Records from a dataset:
------------------------------------------------------------
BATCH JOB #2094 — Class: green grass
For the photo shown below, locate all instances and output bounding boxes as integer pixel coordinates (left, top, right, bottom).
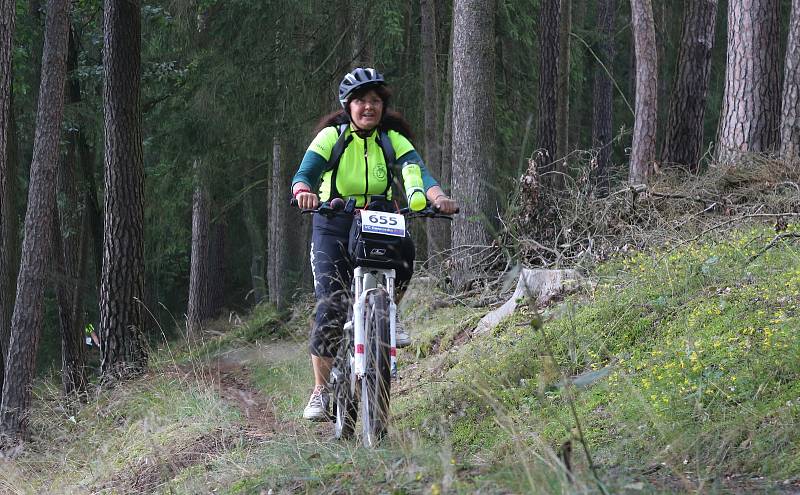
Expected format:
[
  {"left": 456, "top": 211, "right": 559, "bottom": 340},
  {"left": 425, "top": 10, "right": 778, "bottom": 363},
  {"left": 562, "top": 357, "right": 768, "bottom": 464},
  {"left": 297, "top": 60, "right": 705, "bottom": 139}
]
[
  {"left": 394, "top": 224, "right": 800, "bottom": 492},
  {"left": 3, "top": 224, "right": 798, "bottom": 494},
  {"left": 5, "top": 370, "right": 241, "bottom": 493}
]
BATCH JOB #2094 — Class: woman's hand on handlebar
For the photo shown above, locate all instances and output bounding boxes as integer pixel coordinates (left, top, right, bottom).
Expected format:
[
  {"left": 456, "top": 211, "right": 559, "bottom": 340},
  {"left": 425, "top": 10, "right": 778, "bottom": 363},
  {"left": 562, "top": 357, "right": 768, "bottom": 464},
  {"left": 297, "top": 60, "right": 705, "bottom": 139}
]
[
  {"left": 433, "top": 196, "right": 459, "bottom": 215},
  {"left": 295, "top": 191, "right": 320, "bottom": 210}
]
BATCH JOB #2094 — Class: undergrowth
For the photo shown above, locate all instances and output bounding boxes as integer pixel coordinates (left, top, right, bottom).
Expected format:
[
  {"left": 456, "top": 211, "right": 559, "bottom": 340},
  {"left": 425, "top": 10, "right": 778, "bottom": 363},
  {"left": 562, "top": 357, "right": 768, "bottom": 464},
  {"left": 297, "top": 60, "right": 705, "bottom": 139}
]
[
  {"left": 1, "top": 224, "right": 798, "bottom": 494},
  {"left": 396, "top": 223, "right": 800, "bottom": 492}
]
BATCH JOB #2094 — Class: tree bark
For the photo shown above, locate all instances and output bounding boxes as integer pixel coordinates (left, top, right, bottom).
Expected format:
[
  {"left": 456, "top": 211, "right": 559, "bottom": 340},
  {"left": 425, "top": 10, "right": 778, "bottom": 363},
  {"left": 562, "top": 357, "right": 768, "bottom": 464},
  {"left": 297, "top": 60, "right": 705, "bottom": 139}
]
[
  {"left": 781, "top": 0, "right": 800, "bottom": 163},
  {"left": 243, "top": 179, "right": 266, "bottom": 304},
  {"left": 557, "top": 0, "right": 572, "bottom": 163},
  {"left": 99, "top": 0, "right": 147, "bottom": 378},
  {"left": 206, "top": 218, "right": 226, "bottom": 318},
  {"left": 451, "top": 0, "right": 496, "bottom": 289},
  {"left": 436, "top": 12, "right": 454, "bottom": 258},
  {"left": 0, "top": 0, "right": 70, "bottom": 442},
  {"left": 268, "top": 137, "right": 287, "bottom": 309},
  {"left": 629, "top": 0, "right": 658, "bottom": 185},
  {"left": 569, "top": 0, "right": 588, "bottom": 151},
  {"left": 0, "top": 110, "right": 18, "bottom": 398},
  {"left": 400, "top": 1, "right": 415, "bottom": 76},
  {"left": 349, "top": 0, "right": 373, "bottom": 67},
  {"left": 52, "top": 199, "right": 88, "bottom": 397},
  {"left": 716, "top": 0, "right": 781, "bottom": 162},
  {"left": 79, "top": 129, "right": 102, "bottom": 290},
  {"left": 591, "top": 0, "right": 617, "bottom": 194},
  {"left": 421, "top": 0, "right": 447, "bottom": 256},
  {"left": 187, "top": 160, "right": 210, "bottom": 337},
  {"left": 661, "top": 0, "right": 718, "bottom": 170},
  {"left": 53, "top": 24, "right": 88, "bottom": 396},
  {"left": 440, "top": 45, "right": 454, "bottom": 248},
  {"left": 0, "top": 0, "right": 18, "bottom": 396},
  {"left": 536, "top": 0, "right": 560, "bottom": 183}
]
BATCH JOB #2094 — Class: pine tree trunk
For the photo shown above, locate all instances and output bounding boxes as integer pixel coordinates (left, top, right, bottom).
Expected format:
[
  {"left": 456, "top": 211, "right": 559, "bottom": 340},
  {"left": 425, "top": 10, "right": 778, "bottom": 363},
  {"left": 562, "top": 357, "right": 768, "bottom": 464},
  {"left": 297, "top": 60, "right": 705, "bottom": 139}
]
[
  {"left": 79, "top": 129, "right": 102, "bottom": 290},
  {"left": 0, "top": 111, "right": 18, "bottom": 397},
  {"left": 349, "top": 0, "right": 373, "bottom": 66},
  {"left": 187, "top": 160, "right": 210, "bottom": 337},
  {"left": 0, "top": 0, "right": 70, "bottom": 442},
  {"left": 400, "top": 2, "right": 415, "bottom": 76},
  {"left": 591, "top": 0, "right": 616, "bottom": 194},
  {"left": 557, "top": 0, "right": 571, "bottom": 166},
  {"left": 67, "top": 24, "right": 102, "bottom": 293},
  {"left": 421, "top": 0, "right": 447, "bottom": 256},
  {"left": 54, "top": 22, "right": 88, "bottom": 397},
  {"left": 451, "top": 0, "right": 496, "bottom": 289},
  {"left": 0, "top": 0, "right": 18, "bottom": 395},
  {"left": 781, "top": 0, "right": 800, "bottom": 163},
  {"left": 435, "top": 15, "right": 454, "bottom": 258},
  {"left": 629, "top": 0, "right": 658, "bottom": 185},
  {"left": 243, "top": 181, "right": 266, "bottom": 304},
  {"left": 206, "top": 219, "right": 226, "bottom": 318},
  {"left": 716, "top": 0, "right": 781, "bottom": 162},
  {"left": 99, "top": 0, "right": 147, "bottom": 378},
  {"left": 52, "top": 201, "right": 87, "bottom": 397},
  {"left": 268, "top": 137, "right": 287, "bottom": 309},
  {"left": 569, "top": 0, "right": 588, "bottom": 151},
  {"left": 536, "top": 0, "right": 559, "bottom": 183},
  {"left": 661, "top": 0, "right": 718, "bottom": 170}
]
------------------------------------------------------------
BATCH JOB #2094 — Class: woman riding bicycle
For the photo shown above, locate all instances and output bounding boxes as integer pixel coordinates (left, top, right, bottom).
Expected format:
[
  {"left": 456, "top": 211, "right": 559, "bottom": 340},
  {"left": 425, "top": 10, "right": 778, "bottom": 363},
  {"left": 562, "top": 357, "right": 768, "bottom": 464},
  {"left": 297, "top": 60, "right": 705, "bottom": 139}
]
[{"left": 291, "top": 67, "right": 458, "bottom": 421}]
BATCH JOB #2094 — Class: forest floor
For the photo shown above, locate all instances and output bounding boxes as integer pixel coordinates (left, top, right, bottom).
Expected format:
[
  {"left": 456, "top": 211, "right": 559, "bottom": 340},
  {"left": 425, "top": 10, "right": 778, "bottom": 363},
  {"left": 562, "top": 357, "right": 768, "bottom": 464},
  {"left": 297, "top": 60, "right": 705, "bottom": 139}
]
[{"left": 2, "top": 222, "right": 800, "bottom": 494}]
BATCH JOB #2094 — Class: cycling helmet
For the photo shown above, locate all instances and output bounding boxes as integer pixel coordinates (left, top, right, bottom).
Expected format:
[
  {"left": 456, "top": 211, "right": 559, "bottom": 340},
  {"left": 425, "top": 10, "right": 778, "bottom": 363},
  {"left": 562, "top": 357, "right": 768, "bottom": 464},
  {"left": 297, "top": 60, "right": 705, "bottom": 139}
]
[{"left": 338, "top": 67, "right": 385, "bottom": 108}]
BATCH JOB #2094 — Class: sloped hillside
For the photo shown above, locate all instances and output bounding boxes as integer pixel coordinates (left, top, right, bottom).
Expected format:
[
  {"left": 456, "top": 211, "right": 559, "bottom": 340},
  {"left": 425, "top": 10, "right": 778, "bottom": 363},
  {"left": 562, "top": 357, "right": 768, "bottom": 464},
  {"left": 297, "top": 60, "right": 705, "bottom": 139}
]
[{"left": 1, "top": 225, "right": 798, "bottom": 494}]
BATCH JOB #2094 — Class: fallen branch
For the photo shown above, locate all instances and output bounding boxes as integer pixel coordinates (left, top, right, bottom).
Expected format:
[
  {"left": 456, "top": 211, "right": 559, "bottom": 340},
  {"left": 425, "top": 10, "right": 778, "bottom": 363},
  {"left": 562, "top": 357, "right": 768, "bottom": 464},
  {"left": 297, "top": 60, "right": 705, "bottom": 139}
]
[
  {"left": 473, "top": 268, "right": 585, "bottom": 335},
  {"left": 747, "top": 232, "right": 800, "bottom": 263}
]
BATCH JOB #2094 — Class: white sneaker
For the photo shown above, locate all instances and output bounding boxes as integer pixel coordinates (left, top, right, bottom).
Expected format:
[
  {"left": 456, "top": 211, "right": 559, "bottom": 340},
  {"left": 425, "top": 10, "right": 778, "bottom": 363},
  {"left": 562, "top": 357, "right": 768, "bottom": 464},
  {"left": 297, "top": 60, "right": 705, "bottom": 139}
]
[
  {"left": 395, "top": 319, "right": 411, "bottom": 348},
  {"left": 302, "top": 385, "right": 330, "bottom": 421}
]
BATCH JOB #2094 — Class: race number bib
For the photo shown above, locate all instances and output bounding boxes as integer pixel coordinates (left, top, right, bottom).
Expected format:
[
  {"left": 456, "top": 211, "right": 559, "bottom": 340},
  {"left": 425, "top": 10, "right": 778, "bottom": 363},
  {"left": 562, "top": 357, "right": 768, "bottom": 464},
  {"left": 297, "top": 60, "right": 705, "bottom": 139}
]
------------------------------------------------------------
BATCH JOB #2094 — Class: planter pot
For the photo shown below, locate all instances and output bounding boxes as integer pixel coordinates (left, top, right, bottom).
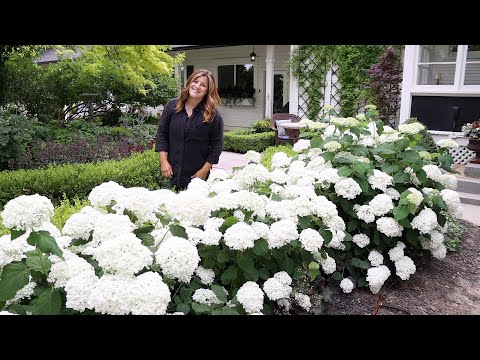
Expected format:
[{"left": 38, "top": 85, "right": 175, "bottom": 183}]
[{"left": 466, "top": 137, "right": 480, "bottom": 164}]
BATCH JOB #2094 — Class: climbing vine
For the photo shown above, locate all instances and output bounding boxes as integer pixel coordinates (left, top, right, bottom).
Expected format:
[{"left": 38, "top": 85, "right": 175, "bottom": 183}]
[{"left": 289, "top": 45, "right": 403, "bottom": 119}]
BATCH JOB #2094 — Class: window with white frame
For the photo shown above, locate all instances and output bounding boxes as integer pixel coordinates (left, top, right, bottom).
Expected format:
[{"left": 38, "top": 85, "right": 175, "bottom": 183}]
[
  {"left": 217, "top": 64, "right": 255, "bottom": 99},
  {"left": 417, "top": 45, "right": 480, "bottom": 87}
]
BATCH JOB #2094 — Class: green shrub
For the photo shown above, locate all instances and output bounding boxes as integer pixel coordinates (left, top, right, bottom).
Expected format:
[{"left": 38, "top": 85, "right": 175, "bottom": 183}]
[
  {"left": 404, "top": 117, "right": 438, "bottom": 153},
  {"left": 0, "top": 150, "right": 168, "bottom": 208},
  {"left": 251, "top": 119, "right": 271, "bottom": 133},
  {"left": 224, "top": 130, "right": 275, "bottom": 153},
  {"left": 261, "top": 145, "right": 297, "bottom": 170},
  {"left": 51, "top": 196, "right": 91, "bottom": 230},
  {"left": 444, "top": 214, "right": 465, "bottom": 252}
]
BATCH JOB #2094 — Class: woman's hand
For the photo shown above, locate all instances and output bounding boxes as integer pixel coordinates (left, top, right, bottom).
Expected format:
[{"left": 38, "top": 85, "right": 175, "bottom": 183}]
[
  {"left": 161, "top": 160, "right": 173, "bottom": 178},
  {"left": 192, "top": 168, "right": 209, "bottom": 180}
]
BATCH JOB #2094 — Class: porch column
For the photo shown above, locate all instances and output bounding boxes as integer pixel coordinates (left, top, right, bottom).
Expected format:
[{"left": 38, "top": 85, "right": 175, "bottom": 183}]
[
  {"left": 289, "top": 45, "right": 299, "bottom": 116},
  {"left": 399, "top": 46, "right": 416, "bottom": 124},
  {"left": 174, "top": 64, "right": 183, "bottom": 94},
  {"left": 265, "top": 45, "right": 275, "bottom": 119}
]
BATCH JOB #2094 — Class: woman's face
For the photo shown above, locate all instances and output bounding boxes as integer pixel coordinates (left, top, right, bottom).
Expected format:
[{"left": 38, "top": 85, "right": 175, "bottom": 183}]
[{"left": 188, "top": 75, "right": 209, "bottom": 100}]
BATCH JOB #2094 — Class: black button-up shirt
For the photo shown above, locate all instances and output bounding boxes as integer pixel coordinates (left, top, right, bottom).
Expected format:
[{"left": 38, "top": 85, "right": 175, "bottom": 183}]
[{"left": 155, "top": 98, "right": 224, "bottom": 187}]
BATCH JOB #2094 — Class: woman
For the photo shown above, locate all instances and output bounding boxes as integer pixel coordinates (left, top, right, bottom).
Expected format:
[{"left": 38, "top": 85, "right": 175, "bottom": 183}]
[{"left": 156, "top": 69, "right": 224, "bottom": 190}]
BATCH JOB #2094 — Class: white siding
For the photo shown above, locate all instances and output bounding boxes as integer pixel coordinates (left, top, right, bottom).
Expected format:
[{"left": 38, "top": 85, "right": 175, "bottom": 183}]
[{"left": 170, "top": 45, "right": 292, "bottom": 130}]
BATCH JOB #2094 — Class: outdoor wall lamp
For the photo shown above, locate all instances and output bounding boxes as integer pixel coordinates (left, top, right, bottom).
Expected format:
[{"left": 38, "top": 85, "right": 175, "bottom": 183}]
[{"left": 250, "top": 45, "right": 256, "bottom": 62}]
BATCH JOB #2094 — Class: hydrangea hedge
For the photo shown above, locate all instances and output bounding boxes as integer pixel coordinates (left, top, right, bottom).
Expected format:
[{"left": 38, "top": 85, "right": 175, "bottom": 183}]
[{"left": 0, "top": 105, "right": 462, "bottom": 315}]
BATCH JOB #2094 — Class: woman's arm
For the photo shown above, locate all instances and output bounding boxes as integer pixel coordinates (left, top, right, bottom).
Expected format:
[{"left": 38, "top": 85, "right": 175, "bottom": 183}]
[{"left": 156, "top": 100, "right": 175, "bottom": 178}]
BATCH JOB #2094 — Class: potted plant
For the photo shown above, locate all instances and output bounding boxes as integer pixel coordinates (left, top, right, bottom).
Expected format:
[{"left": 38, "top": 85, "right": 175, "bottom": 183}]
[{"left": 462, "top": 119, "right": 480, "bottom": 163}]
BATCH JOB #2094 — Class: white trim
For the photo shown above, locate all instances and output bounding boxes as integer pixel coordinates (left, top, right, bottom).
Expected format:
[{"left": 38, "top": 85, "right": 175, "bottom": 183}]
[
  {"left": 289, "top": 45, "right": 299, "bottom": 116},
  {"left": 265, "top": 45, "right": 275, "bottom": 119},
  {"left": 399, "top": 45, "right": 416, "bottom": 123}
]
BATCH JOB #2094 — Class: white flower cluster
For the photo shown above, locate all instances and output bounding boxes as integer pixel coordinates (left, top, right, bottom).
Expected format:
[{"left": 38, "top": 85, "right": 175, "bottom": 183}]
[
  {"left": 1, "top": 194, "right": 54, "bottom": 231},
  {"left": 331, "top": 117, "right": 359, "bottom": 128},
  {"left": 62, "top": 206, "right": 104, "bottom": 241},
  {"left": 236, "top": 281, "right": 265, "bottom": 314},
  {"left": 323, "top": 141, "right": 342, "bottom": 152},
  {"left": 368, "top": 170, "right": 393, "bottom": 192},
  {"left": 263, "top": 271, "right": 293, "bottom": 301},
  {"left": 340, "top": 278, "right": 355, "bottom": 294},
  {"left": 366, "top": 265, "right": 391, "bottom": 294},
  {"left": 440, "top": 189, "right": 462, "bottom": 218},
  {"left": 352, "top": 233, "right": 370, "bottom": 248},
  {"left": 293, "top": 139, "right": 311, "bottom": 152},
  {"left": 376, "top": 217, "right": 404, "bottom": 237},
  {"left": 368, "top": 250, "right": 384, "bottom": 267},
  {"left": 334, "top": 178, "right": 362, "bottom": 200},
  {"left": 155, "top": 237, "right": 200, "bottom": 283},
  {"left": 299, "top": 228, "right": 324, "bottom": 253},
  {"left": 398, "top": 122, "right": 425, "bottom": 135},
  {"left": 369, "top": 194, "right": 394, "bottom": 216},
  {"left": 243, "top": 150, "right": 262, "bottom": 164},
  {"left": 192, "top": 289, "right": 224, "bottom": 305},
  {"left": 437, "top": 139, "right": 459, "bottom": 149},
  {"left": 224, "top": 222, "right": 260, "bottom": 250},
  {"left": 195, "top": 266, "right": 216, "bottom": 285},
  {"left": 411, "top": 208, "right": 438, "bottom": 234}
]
------------------------------------------------------------
ASSIGNMENT:
Return every line above that contains the word "tree".

EXERCISE OUTPUT:
BATCH JOB #2094 — Class: tree bark
BATCH JOB #2094 — Class: pine tree trunk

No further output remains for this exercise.